[Location annotation dataset excerpts]
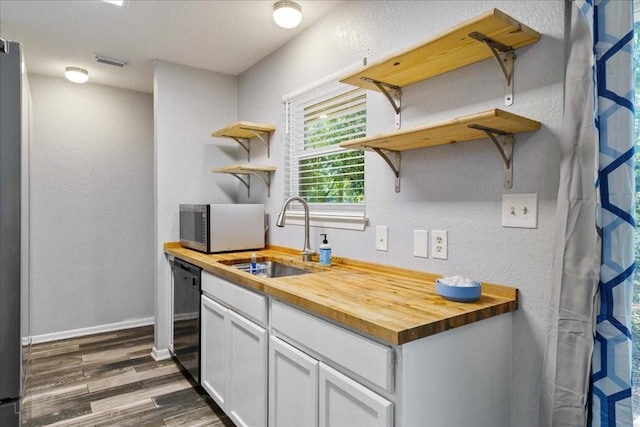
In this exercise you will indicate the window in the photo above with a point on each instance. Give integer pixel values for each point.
(329, 178)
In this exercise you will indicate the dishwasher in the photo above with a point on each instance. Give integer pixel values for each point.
(186, 316)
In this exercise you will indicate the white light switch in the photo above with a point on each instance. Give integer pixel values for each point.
(520, 210)
(381, 237)
(421, 243)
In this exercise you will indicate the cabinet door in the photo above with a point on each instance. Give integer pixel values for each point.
(293, 386)
(247, 398)
(344, 402)
(214, 349)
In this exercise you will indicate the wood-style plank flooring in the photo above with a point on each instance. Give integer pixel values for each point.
(110, 379)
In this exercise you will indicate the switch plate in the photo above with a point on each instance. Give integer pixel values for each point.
(520, 210)
(382, 234)
(439, 246)
(421, 243)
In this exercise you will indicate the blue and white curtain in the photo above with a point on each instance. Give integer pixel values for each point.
(587, 367)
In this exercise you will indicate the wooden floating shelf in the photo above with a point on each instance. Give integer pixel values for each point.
(243, 174)
(493, 33)
(487, 124)
(446, 132)
(244, 169)
(242, 132)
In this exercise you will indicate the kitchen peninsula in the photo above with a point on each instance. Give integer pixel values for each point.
(357, 335)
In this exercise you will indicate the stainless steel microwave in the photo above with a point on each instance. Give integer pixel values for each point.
(222, 227)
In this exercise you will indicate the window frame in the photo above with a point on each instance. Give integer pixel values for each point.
(350, 216)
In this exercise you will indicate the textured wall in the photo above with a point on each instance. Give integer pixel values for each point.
(189, 104)
(91, 205)
(455, 187)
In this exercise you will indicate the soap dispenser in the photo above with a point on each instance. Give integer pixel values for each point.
(325, 251)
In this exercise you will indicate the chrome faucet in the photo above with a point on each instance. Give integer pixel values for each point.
(307, 251)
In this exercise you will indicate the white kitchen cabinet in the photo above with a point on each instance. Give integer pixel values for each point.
(214, 349)
(344, 402)
(247, 351)
(293, 386)
(234, 358)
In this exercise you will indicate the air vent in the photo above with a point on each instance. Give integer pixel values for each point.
(109, 61)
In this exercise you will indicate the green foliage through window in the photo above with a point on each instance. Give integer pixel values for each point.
(320, 171)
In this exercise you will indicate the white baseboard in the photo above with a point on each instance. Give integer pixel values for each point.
(127, 324)
(159, 355)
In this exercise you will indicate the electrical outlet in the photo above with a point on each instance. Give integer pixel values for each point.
(421, 243)
(439, 245)
(382, 234)
(520, 210)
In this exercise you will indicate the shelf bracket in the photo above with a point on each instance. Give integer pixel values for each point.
(247, 181)
(505, 150)
(259, 136)
(244, 143)
(266, 178)
(506, 61)
(392, 93)
(394, 163)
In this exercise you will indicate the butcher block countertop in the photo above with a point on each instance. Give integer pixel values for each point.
(392, 304)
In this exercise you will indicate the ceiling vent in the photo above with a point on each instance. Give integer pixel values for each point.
(109, 61)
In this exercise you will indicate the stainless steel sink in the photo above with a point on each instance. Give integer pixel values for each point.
(271, 269)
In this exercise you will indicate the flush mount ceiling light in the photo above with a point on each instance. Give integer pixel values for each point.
(287, 14)
(76, 74)
(119, 3)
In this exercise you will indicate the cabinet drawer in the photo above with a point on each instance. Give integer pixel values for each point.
(237, 298)
(356, 353)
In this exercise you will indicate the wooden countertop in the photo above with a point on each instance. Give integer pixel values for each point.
(393, 304)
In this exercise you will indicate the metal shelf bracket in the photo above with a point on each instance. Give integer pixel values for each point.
(505, 149)
(392, 93)
(506, 61)
(266, 142)
(244, 143)
(246, 182)
(394, 163)
(266, 178)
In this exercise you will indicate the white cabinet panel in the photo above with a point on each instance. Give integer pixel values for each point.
(247, 346)
(358, 354)
(293, 386)
(345, 403)
(214, 343)
(244, 301)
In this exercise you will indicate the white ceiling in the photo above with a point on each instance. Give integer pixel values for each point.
(223, 36)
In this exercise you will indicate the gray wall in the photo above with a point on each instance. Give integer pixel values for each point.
(189, 104)
(456, 187)
(91, 206)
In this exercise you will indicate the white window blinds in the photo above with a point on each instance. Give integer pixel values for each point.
(317, 169)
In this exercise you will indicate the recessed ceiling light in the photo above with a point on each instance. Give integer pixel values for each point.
(287, 14)
(76, 74)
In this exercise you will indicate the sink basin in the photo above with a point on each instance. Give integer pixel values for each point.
(271, 269)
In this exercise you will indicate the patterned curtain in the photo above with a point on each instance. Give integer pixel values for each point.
(612, 25)
(587, 367)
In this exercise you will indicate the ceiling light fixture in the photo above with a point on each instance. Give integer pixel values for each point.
(109, 61)
(76, 74)
(287, 14)
(118, 3)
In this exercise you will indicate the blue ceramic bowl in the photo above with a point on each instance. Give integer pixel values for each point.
(459, 293)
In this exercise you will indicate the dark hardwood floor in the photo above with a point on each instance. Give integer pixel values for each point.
(110, 379)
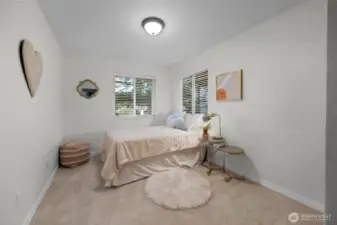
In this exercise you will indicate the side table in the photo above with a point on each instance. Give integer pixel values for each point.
(227, 151)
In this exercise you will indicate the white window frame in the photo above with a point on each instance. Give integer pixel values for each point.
(134, 77)
(193, 91)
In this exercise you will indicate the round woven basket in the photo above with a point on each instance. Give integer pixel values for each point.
(74, 153)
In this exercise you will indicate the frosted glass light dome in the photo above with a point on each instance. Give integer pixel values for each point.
(153, 25)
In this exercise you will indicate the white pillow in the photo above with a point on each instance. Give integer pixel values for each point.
(196, 123)
(177, 121)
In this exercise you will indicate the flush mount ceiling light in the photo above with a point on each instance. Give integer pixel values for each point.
(153, 25)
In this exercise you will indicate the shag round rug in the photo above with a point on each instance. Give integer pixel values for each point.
(178, 189)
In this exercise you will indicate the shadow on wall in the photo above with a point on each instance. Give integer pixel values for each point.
(94, 138)
(159, 120)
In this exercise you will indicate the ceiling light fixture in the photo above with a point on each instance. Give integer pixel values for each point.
(153, 25)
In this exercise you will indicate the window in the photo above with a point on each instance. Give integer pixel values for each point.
(133, 96)
(195, 93)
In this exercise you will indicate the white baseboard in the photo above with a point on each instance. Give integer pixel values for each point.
(286, 192)
(38, 201)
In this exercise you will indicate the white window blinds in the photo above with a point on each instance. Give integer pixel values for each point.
(133, 96)
(195, 93)
(187, 94)
(201, 92)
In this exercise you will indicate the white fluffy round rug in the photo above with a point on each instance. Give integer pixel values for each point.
(178, 189)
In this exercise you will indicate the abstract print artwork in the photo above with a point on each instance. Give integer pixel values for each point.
(229, 86)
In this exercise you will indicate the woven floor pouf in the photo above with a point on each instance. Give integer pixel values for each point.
(74, 153)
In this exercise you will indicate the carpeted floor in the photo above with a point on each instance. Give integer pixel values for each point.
(77, 197)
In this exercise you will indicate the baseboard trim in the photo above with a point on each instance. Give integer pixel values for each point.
(286, 192)
(38, 201)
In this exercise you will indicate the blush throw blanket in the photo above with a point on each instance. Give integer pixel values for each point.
(126, 146)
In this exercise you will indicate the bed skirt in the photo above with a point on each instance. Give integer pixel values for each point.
(141, 169)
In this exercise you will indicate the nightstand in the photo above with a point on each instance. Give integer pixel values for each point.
(227, 151)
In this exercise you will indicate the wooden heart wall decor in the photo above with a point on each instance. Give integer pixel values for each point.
(31, 63)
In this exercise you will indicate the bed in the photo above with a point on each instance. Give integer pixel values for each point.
(133, 154)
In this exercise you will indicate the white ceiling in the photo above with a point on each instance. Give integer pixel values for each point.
(113, 27)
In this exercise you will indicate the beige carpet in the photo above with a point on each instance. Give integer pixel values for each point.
(77, 197)
(178, 188)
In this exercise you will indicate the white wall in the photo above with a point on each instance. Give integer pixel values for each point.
(88, 119)
(30, 128)
(281, 121)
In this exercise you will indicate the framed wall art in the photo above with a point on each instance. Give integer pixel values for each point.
(229, 86)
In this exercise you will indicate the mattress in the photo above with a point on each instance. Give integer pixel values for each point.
(121, 147)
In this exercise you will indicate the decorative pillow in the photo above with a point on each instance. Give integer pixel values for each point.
(176, 121)
(196, 123)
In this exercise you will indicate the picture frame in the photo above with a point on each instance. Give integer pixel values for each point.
(229, 86)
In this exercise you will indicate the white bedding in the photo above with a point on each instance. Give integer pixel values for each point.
(130, 145)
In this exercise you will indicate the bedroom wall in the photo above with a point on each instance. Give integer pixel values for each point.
(89, 119)
(331, 123)
(31, 128)
(281, 121)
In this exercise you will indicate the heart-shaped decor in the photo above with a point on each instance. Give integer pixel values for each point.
(31, 62)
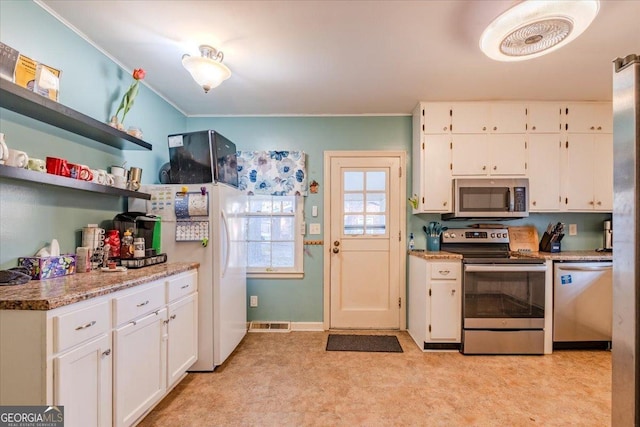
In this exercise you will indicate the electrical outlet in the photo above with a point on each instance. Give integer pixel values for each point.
(573, 229)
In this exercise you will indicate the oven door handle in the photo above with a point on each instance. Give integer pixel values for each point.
(505, 268)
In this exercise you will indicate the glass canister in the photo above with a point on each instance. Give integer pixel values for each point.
(126, 250)
(138, 247)
(113, 240)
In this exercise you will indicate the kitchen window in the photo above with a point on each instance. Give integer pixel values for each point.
(274, 236)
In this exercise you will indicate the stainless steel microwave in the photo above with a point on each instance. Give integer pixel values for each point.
(497, 198)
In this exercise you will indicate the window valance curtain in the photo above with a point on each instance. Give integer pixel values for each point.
(275, 173)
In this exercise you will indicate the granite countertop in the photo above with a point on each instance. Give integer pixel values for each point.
(421, 253)
(568, 255)
(52, 293)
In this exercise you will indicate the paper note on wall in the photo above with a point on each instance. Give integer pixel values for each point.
(188, 205)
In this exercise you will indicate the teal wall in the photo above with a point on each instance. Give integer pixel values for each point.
(31, 215)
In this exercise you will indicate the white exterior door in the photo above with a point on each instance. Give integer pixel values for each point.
(365, 197)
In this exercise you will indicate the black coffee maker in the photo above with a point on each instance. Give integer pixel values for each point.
(141, 225)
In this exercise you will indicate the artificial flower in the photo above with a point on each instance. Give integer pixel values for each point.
(130, 95)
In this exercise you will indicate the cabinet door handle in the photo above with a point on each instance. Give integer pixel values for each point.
(88, 325)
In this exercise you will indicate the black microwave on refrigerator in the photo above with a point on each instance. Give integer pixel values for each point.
(202, 157)
(496, 198)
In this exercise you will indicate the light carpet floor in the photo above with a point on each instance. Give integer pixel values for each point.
(288, 379)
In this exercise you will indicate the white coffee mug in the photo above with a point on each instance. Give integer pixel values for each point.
(4, 150)
(119, 181)
(118, 171)
(17, 158)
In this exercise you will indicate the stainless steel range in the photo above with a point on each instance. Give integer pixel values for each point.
(503, 296)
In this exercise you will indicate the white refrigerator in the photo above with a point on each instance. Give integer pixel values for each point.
(215, 212)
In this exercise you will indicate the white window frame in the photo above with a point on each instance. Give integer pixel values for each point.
(295, 272)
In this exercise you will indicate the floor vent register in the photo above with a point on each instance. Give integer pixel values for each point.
(270, 327)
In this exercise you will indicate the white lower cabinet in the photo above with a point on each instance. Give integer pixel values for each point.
(108, 360)
(182, 348)
(435, 303)
(82, 378)
(139, 366)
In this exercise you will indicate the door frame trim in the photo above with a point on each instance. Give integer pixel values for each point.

§ **WORK REQUIRED**: Exactly and only the lines from the one containing "In this exercise you will indicate the white exterior" through the end of the material are to be reproduced, both ends included.

§ **OUTPUT OF THE EXERCISE**:
In this exercise you will indicate the white exterior door in the photo above with a point on each instance. Give integer pixel values for each point.
(365, 197)
In this exercise you will indicate the black coffee maker in the photo above with a point on each instance. Give integer pixel values for each point.
(141, 225)
In this exercise you will indicate the artificial flower in the photo above with a point on each instance. Give integer pixel values for each point.
(130, 95)
In this exercise you will indicate the cabinet door handle in the photo above with a point on each instance. Give integer pixel values for each point.
(88, 325)
In this exercise you will indicate the black microwave on refrigerator in the photo above with a point on each instance. Give integer pixel values for each point.
(202, 157)
(496, 198)
In this exercise you will indicate the light carpet floor in the photo above with a point on each instance. Give integer pixel values for each point.
(288, 379)
In this exercise you will indicate the white coffee mug in the photo above with a point on each instance. Give integer pixel values for each point.
(4, 150)
(119, 181)
(118, 171)
(17, 158)
In this exercise you will indicate the stainless steel range in the photo above with a point on each instance. Give integer pixel values for each point.
(503, 296)
In this exercise you will indicate the white refrigerator in the photo above with a point on each instance. Give integer pixel values for each point.
(215, 212)
In this exercise you will indicate the white window frame in the photo above with a point on each instance. Give integer pixel values for each point.
(295, 272)
In this exercise you will indicate the floor vent register in the photo above with a point on each instance. Give integer pixel values for each point.
(270, 327)
In this exercise you will indicate the white lower cabinet in the photo above with a point on each instance. Give integer pixel values for each point.
(108, 360)
(182, 348)
(435, 303)
(82, 378)
(139, 366)
In this exercise you will indicate the door frame trim in the photo above with a point on each instance. Give integer pixel values for each point.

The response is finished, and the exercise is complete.